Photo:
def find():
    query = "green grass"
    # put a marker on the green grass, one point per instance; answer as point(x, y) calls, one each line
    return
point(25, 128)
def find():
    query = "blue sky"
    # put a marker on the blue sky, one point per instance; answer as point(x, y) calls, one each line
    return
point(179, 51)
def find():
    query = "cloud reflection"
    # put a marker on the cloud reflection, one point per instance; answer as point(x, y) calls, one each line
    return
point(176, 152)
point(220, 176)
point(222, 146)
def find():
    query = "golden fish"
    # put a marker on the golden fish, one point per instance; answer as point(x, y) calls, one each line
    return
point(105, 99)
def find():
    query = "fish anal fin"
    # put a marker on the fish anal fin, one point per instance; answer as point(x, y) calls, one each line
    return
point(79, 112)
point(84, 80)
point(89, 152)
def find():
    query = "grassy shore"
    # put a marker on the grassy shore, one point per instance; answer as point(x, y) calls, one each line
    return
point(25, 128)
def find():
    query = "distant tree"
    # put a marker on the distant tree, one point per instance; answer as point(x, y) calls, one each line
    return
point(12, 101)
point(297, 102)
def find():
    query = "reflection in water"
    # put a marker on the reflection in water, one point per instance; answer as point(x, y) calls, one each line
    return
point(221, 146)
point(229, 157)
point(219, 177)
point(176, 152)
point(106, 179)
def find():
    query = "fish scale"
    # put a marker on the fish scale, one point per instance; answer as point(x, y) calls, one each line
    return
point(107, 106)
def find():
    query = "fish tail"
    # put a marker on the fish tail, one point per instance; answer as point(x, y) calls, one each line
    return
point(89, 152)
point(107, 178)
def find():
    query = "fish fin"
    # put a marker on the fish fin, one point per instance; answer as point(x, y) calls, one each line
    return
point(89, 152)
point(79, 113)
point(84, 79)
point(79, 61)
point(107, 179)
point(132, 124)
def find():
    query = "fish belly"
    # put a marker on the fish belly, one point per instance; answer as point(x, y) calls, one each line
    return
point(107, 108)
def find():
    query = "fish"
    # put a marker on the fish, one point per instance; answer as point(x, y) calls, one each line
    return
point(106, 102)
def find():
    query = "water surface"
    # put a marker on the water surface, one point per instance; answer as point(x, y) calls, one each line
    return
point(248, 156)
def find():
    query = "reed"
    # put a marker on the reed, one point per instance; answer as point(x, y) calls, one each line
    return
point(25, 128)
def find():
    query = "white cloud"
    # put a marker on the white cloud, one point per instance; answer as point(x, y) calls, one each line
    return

- [Task goal]:
Can you convert everything from the start of the data down to and including the line that contains "point(179, 51)" into a numbered list, leaving out any blank lines?

- [Task response]:
1. Photo:
2. def find():
3.     query = "green grass"
4.     # put a marker on the green grass, one point per instance; answer as point(x, y) calls, one each line
5.     return
6. point(25, 128)
7. def find():
8.     query = "blue sky"
9.     # put a marker on the blue sky, one point per instance; answer as point(x, y) calls, one each line
10.     return
11. point(179, 51)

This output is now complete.